▶ [Things to do]:
1. From the post on map versus slice membership testing in Go, list every section heading that appears from "TL;DR" onward, in order.
2. Write the next part of the post on map versus slice membership testing in Go, picking up after its Prediction section.

— start Supplied text —

By Antoine Grondin, Saturday March 22, 2014 - Is there an error in this post? Submit a fix here.

Obviously, when someone’s wrong on the internet, you’ve gotta do something about it. In this case, an individual on StackOverflow mentionned that using maps for membership testing was slower than simply iterating over an array, for $n$ small enough.

Their argument was that the cost of hashing the value was higher than doing a lookup in an array, for most practical sizes. In their words, practical size meant until over a million values.

Now you might be wondering why I’m not directly linking to the comment in question. The reason is that I can’t find it anymore. I only remember the comment troubled me enough to make me shout “Someone’s wrong on the internet!”

Someone's wrong on the internet!

But I had doubts; their argument could have made sense. I mean, maybe the cost of hashing is greater than iterating and comparing for $n$ smaller than $something$. I had a gut feeling it was crap, but I’m not pretentious enough to affirm it was crap before actually verifying it was crap.

All in all, finding the comment (and telling the wrongdoer they’re wrong!) doesn’t matter. What matters is The Truth. In this post, we explore the truth using the Go Programming Language, the greatest language of all (no hyperbole here).

TL;DR

Obviously this individual was wrong. Verified for $n>1$, membership testing on a map is always faster than on an slice. This means, in all cases you should not use a slice instead of a map.

<insert fancy graph here>

update: the tests that follow assume sets of string types. The same tests with int types reveal that slices are slightly faster until $n \approx 30$.

Problem

Membership testing consists of asking a datastructure whether it contains a value or not. Of the many ways to implement this, two are discussed here:

Map

Use a map[value]bool, then check if a value is in the map:

func isMapMember(m map[string]bool, key string) bool {
  _, ok := m[key]
  return ok
}

Slice

Use a []value, then iterate over all the values to check if one of them is in the slice:

func isSliceMember(s []string, key string) bool {
  for _, entry := range s {
    if key == entry {
      return true
    }
  }
  return false
}

Question

Which one of them is fastest?

Hypothesis

My hypothesis is that using a slice will be faster. I like trying to prove I’m wrong.

Prediction

If my hypothesis is indeed right, there will be a $n$ for which using a slice will be faster than using a map. This will mean the individual was right. For many use cases, membership testing will be done on sets that contain a few values.

— end Supplied text —
— start Dataset —

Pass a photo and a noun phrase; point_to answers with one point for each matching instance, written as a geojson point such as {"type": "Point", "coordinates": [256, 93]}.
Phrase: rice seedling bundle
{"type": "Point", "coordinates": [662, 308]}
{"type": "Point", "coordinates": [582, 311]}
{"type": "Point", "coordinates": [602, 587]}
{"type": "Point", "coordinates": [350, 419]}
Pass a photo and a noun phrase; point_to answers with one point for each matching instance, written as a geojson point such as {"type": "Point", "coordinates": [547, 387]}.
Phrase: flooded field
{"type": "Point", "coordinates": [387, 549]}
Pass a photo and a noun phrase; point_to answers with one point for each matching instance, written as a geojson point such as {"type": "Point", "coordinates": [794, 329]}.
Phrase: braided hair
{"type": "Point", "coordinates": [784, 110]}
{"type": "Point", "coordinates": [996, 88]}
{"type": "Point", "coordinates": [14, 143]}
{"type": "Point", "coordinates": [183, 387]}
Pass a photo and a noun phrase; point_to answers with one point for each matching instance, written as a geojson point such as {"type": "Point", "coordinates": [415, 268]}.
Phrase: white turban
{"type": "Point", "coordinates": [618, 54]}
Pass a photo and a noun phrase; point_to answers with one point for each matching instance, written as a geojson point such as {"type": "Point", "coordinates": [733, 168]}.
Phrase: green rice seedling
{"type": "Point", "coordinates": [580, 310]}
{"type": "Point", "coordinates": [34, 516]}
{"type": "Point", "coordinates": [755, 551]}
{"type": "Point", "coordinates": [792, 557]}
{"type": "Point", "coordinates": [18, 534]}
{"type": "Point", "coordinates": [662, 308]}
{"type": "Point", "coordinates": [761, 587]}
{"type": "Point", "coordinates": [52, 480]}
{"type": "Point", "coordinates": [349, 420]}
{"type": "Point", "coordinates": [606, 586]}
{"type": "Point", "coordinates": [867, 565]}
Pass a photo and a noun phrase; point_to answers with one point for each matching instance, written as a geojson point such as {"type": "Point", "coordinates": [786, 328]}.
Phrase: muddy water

— end Dataset —

▶ [Per-task answers]:
1.
TL;DR
Problem
Map
Slice
Question
Hypothesis
Prediction

2.
Testing

I can think of 3 4 dimensions that might affect the results.

  1. $n$, the size of the set being tested. The claim here is that for $n$ small enough, a slice will be faster.
  2. $valSize$, the size of the individual values stored in the set. As $valSize$ increase, it is possible that the structures will perform differently than with smaller $valSize$.
  3. Whether or not the entry is in the set. It could be that map are faster at determining non-membership. Or slices. Who knows!
  4. update: the type of the values held in the set.

Methodology

Taking into consideration the above dimensions, we will benchmark the two methods of testing for membership.

The first step is to create a set of $n$ unique entries, each randomly generated strings of length $valSize$. The actual benchmarking code separates those in two funcs, so to run one type of benchmark at a time.

func makeRandomSet(n, valSize int) (map[string]bool, []string) {
  mapset := make(map[string]bool, n)
  sliceset := make([]string, 0, n)

  for len(mapset) != n {
    str := makeRandomString(valSize)
    if _, ok := mapset[str]; !ok {
      mapset[str] = true
      sliceset = append(sliceset, str)
    }
  }
  return mapset, sliceset
}

Then, we have two paths: asserting membership, asserting non-membership.

Membership

Take a sample from the set:

func sampleInSlice(sliceset []string) {
  randIdx := rand.Intn(len(sliceset))
  return sliceset[randIdx]
}

Sampling in the map is done the same way, but you first need to extract the map keys into a slice. For benchmarking purposes, this function actually returns a slice of unique samples, and then measure how much time it takes to assert the membership of each.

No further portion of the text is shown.